**About this exercise:** Return the data that follows exactly. Include every line.

[Stored data]
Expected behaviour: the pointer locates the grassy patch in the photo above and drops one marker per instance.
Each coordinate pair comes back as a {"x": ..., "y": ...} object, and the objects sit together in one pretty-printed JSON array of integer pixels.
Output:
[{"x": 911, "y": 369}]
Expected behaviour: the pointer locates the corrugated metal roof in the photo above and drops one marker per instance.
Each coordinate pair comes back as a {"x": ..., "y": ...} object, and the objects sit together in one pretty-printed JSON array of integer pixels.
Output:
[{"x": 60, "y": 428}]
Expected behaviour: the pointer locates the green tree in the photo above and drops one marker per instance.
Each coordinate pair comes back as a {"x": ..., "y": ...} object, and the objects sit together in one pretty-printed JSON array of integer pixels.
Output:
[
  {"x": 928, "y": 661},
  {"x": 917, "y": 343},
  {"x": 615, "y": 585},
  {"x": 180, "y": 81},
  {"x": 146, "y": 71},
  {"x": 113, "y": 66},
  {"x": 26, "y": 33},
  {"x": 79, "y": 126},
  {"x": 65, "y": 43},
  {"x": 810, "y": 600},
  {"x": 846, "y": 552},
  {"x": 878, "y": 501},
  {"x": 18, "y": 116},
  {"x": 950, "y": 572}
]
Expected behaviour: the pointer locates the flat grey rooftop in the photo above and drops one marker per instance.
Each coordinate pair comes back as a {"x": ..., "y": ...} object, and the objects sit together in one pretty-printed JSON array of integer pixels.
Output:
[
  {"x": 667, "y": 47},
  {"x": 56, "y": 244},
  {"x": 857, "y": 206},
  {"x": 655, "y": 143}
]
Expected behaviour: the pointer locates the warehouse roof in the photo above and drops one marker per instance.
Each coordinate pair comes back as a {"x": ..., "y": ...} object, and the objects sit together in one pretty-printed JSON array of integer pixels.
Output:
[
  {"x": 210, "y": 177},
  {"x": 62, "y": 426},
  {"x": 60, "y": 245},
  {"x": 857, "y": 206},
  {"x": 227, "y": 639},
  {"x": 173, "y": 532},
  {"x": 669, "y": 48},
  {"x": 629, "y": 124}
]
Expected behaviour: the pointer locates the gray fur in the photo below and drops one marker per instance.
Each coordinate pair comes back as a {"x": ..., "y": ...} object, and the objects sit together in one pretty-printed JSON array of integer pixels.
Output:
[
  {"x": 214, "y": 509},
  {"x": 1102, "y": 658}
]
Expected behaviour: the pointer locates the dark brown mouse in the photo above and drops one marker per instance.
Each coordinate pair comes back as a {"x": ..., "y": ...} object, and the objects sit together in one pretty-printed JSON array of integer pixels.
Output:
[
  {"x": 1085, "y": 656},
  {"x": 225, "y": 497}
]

**Exercise result:**
Expected behaviour: the pointer locates the grassy patch in the photo above and drops one marker per instance.
Each coordinate pair comes back as a {"x": ..., "y": ...} object, and the objects sit together in one pretty-printed JSON array of integer pixels.
Output:
[{"x": 911, "y": 369}]
Expected behaviour: the pointer locates the corrugated metal roof in the photo above and drops one marker per instance.
Each coordinate pair comes back as a {"x": ..., "y": ...} object, and the objects sit together in one pretty-printed JSON array of integer pixels.
Output:
[{"x": 60, "y": 428}]
Expected behaviour: the pointer locates the green tree in the photo above and drops one marker per instance.
Each coordinate pair comes back as a {"x": ..., "y": ...} object, and the objects sit together in one pretty-printed JSON array of integer pixels.
Output:
[
  {"x": 928, "y": 661},
  {"x": 917, "y": 343},
  {"x": 615, "y": 585},
  {"x": 180, "y": 81},
  {"x": 146, "y": 71},
  {"x": 113, "y": 66},
  {"x": 26, "y": 33},
  {"x": 79, "y": 126},
  {"x": 65, "y": 43},
  {"x": 810, "y": 600},
  {"x": 846, "y": 552},
  {"x": 878, "y": 501},
  {"x": 18, "y": 116},
  {"x": 950, "y": 572}
]
Expected behaviour: the pointer locates the flat grey rooftop in the photo above and drops one marker per instance.
Each coordinate pair comes back as a {"x": ..., "y": ...} object, and the objects sit together in one pretty-printed JSON array of integer pixels.
Output:
[
  {"x": 667, "y": 47},
  {"x": 56, "y": 244},
  {"x": 857, "y": 206},
  {"x": 655, "y": 143}
]
Expected behaviour: the pointer locates the warehouse roof in the photo above and drops one marker per instance.
Each coordinate pair comes back as a {"x": ..., "y": ...} object, and the objects sit together in one pretty-printed JSON array of integer pixels.
Output:
[
  {"x": 210, "y": 177},
  {"x": 62, "y": 426},
  {"x": 60, "y": 245},
  {"x": 857, "y": 206},
  {"x": 227, "y": 639},
  {"x": 173, "y": 532},
  {"x": 669, "y": 48},
  {"x": 629, "y": 124}
]
Expected behaviour: the pointer locates the gray fur in the photo below and drops one marker per instance.
Each coordinate pair comes back as a {"x": ..., "y": ...} object, and the objects sit together in one pretty-printed JSON array of integer pixels.
Output:
[
  {"x": 214, "y": 509},
  {"x": 1102, "y": 658}
]
Expected behaviour: the pointer locates the dark brown mouse in the photo above and drops one marker per instance.
Each coordinate pair comes back as a {"x": ..., "y": ...} object, and the objects sit together in one pretty-printed JSON array of integer pixels.
Output:
[
  {"x": 1085, "y": 656},
  {"x": 225, "y": 497}
]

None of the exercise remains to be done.